WHAT IS REQUIRED: Everything from the line that holds "Could you spot the car side" through the end of the data below should be output exactly, both ends included.

EXTRACTED INFORMATION:
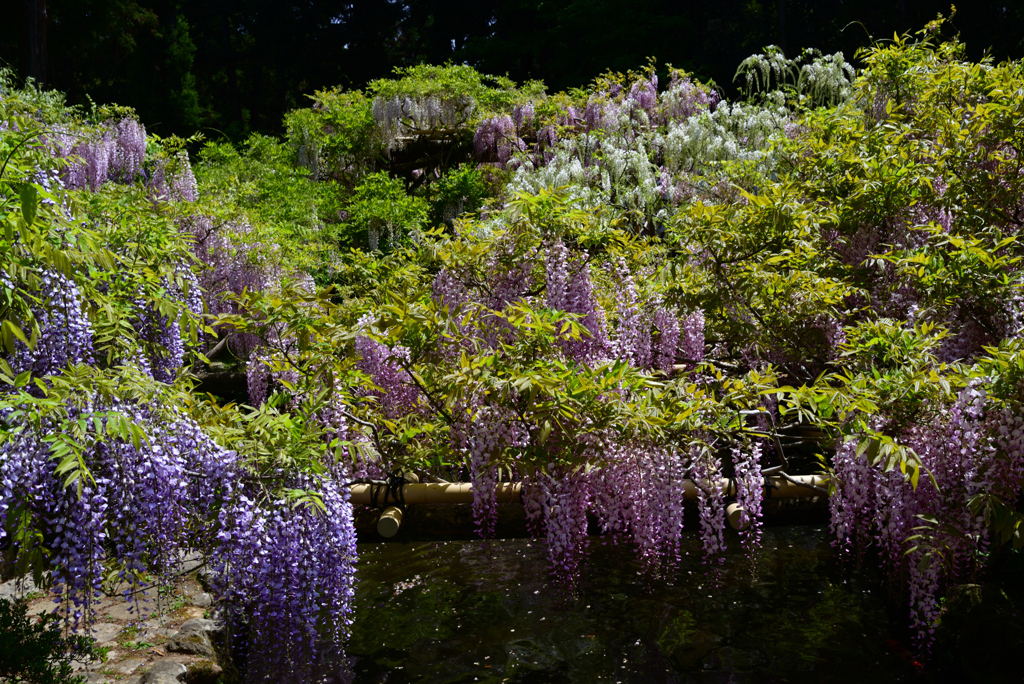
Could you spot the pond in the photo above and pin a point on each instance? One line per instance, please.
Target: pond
(477, 611)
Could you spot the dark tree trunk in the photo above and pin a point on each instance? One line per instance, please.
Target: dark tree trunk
(781, 27)
(34, 43)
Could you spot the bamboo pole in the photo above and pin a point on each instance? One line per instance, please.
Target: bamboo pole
(508, 493)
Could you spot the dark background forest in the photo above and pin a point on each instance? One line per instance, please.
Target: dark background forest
(237, 66)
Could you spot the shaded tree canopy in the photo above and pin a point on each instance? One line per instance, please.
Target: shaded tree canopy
(238, 66)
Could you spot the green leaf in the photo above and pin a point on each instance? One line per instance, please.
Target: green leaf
(30, 201)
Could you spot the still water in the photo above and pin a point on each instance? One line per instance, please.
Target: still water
(473, 611)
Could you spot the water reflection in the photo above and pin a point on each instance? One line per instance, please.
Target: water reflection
(476, 611)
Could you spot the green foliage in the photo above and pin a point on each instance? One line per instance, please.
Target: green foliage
(297, 219)
(337, 137)
(382, 214)
(461, 190)
(36, 651)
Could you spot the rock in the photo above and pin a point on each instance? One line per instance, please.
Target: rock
(202, 599)
(195, 638)
(204, 672)
(129, 612)
(126, 667)
(164, 672)
(104, 632)
(18, 589)
(96, 678)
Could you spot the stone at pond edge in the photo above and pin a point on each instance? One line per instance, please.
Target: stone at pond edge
(204, 672)
(195, 638)
(164, 672)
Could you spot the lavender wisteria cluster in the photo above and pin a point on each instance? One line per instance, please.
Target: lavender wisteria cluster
(104, 477)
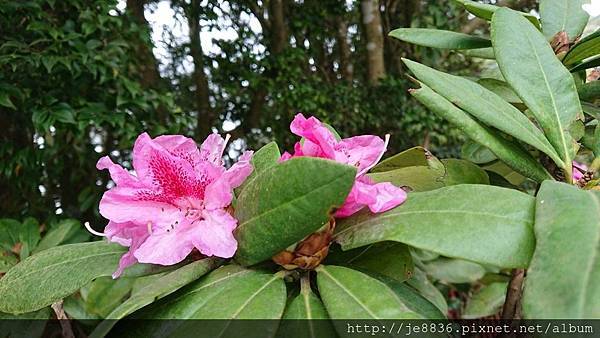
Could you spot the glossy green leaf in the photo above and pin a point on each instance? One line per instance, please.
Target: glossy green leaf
(563, 16)
(157, 289)
(305, 316)
(482, 53)
(463, 172)
(416, 156)
(484, 224)
(500, 88)
(592, 63)
(542, 82)
(411, 298)
(418, 178)
(563, 280)
(486, 301)
(423, 285)
(476, 153)
(439, 38)
(510, 153)
(230, 292)
(53, 274)
(484, 105)
(585, 48)
(281, 206)
(350, 294)
(106, 293)
(486, 11)
(265, 157)
(390, 259)
(454, 270)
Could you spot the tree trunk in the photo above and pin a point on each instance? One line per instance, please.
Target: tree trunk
(206, 116)
(371, 19)
(346, 67)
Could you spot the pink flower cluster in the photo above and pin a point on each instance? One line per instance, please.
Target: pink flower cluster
(176, 201)
(363, 152)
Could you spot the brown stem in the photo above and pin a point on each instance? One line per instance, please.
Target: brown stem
(65, 323)
(512, 304)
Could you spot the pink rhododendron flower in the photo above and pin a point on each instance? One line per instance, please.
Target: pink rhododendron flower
(579, 169)
(363, 152)
(175, 202)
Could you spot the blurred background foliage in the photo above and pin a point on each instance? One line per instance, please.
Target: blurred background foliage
(80, 79)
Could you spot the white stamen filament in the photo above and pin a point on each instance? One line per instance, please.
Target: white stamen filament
(92, 231)
(387, 141)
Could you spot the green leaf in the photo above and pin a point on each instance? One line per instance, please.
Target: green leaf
(230, 292)
(58, 234)
(486, 11)
(29, 236)
(411, 298)
(486, 301)
(264, 158)
(484, 105)
(463, 172)
(349, 294)
(563, 16)
(585, 48)
(305, 315)
(416, 156)
(592, 63)
(281, 206)
(423, 285)
(510, 153)
(439, 38)
(390, 259)
(563, 280)
(480, 223)
(106, 293)
(542, 82)
(482, 53)
(7, 261)
(6, 101)
(418, 178)
(454, 270)
(159, 288)
(476, 153)
(53, 274)
(501, 88)
(28, 325)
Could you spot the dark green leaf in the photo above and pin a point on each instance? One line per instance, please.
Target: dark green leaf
(484, 105)
(349, 294)
(563, 16)
(55, 273)
(510, 153)
(484, 224)
(542, 82)
(281, 206)
(563, 280)
(486, 301)
(159, 288)
(439, 38)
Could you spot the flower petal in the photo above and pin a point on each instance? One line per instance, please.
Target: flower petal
(319, 141)
(167, 247)
(214, 235)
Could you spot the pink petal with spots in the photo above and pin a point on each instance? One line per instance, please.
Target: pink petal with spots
(362, 151)
(167, 247)
(319, 141)
(214, 235)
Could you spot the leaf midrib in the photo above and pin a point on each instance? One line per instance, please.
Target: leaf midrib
(438, 211)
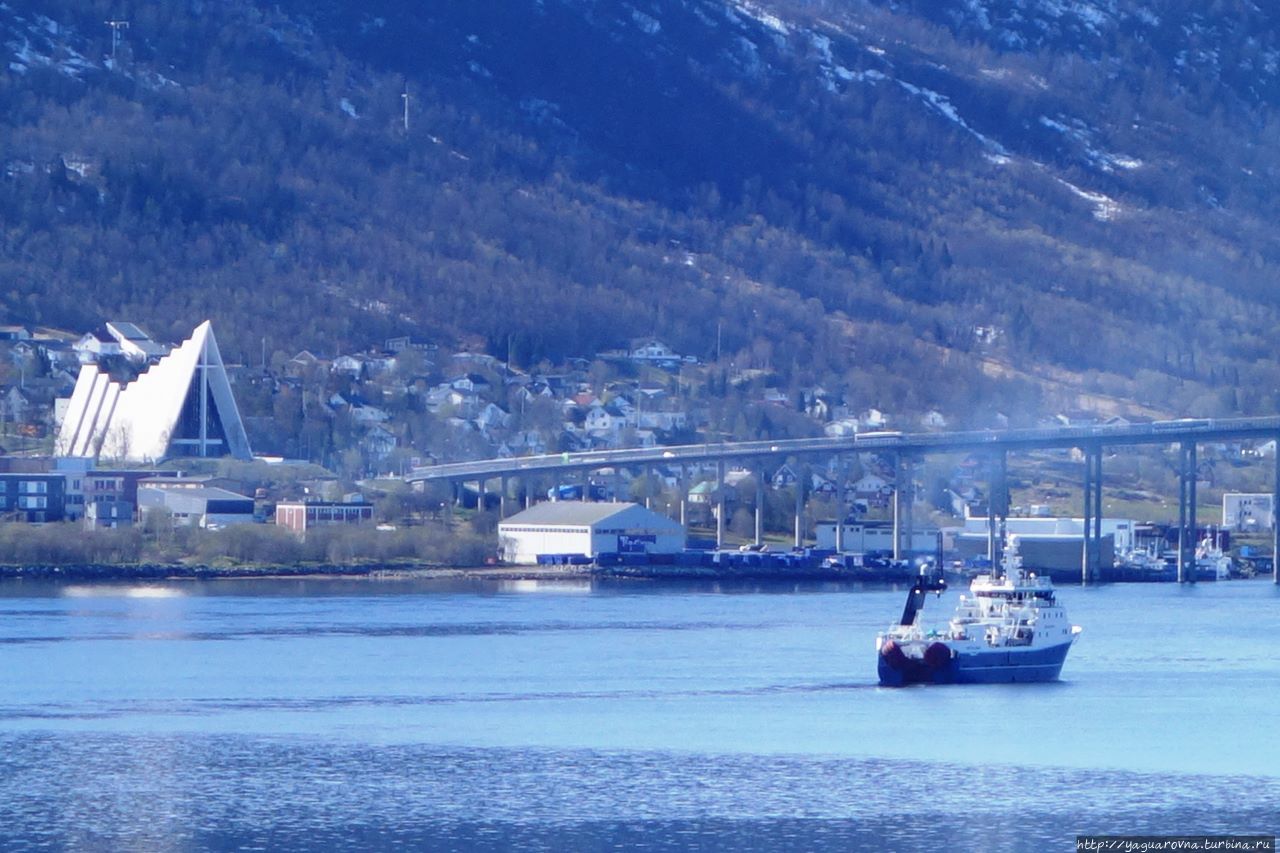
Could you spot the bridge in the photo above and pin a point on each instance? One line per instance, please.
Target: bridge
(908, 448)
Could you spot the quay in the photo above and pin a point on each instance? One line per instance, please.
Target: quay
(906, 450)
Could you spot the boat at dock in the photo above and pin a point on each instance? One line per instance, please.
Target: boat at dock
(1010, 628)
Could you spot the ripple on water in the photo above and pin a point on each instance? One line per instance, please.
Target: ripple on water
(240, 793)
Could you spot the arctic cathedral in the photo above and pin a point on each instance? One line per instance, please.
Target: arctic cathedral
(181, 406)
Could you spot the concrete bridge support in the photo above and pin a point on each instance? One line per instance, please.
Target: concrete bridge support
(1091, 552)
(799, 511)
(997, 507)
(684, 496)
(720, 503)
(904, 498)
(759, 506)
(1187, 514)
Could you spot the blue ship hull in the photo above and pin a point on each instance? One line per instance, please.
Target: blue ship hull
(1000, 666)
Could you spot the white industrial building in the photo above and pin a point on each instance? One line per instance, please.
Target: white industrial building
(868, 537)
(586, 529)
(181, 406)
(1243, 511)
(1121, 530)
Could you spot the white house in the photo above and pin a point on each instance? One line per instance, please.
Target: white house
(653, 350)
(1247, 511)
(933, 419)
(586, 529)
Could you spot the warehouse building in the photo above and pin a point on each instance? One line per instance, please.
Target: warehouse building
(586, 529)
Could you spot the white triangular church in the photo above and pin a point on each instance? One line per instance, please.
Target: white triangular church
(181, 406)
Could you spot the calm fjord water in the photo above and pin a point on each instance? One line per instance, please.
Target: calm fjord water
(338, 715)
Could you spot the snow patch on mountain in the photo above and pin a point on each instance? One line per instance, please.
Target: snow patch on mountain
(1083, 135)
(1105, 208)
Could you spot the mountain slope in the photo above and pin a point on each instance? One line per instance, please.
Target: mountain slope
(881, 197)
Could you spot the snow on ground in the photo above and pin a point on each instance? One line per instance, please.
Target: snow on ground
(648, 24)
(766, 18)
(1104, 206)
(1083, 135)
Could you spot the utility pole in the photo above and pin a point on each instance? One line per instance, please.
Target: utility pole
(117, 26)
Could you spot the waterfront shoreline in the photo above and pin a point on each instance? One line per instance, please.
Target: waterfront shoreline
(158, 573)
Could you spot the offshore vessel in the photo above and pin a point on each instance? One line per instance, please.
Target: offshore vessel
(1010, 628)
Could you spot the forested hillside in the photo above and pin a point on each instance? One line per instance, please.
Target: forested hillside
(967, 205)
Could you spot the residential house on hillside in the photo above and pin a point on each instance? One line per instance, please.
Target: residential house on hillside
(784, 478)
(304, 363)
(873, 419)
(96, 345)
(378, 442)
(933, 419)
(652, 350)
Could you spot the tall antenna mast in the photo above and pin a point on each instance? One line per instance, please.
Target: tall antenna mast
(117, 26)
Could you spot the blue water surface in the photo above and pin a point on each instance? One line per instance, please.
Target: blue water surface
(568, 715)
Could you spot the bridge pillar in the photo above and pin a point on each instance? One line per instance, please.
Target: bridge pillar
(759, 505)
(904, 498)
(1087, 512)
(1187, 514)
(897, 506)
(684, 497)
(1091, 536)
(1100, 512)
(840, 506)
(720, 503)
(799, 511)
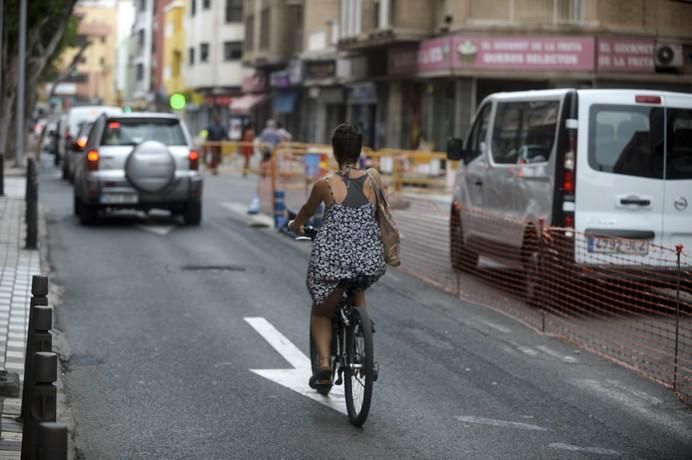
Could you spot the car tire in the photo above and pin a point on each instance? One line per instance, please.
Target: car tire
(460, 256)
(88, 214)
(192, 214)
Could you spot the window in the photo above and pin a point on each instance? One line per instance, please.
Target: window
(475, 146)
(232, 51)
(524, 131)
(626, 140)
(264, 29)
(234, 10)
(250, 33)
(679, 155)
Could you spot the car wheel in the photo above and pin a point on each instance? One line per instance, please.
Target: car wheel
(192, 214)
(88, 214)
(460, 256)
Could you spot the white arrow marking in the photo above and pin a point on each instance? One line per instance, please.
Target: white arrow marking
(295, 379)
(161, 230)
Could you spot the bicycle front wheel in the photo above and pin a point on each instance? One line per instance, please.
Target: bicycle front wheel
(359, 367)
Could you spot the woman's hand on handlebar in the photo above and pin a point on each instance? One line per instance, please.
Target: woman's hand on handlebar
(297, 230)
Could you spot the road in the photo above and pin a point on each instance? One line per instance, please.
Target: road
(160, 354)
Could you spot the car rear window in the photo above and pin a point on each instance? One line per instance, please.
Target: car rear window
(679, 136)
(132, 131)
(627, 140)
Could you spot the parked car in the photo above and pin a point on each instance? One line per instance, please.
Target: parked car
(138, 161)
(613, 165)
(69, 127)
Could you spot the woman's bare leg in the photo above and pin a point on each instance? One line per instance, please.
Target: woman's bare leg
(321, 325)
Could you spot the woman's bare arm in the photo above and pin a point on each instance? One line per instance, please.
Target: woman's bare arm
(316, 197)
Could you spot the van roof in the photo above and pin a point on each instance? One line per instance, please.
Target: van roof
(594, 92)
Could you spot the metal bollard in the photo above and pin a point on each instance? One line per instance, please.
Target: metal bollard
(52, 441)
(279, 209)
(43, 402)
(44, 341)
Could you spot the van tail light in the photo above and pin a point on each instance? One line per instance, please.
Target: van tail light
(92, 159)
(193, 156)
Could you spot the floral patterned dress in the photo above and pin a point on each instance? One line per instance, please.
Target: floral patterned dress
(348, 245)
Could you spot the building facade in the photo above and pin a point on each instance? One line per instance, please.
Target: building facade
(213, 60)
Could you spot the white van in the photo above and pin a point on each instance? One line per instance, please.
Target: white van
(70, 124)
(614, 165)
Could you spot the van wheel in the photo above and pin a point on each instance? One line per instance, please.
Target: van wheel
(461, 257)
(87, 214)
(532, 261)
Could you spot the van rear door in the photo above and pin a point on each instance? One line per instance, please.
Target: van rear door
(620, 188)
(677, 208)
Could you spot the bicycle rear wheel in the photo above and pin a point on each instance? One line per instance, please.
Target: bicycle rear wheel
(359, 367)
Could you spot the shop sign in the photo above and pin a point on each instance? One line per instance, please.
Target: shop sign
(523, 53)
(320, 70)
(626, 55)
(434, 54)
(279, 79)
(255, 83)
(403, 61)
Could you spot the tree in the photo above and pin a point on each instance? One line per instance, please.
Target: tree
(47, 21)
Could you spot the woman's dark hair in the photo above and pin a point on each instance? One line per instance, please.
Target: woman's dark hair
(347, 142)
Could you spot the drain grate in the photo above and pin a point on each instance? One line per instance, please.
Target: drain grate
(216, 268)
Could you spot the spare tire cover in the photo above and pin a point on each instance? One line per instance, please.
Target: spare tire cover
(150, 167)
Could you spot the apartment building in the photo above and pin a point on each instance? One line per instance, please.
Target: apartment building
(426, 64)
(95, 75)
(273, 40)
(143, 52)
(213, 64)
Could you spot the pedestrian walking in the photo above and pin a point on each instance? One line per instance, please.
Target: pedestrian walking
(246, 148)
(216, 132)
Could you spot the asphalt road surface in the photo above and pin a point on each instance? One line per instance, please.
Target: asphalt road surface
(168, 329)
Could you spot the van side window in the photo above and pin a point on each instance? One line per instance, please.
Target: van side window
(478, 134)
(627, 140)
(679, 137)
(524, 131)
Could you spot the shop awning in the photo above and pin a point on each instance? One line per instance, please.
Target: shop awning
(285, 101)
(243, 104)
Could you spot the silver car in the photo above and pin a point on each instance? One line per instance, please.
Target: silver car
(138, 161)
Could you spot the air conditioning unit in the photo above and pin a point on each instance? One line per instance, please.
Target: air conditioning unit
(669, 55)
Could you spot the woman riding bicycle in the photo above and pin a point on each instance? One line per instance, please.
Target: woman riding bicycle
(348, 245)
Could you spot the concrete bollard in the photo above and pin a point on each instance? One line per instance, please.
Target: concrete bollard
(37, 338)
(52, 441)
(43, 403)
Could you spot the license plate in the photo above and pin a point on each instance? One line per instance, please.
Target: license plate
(618, 246)
(119, 198)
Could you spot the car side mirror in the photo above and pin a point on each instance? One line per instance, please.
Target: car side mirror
(455, 149)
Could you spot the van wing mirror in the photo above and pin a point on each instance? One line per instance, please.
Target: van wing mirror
(455, 149)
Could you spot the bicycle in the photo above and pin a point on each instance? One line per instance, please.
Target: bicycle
(352, 360)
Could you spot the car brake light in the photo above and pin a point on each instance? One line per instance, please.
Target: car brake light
(194, 160)
(92, 159)
(641, 99)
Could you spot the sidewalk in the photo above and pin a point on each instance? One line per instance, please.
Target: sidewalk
(17, 266)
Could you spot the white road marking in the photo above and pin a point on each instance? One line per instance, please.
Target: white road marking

RESPONSE:
Could you spot the car side mirror in the photo above and pin a point on each instance? One line per instance, please.
Target: car side mirror
(455, 149)
Could you spot the van wing mirror in the photo above and pin a point on each instance? One line per instance, please.
Target: van wing mirror
(455, 149)
Could you spot the bicycle in the photo above and pin a point on each instance? One line per instance, please.
Target: bicycle
(352, 360)
Could you spot the car brake light in the photo above and pin a point on each instance? One line per instance, please.
Target: car brake light
(194, 160)
(92, 159)
(641, 99)
Could you spot the sidewalk in the photo above and pin a point on each instance? One line per instance, please.
Target: sidewalk
(17, 266)
Could you spot the white road marking in the photo above and pin a point on each instance? One line per instance, please.
Target: white road marking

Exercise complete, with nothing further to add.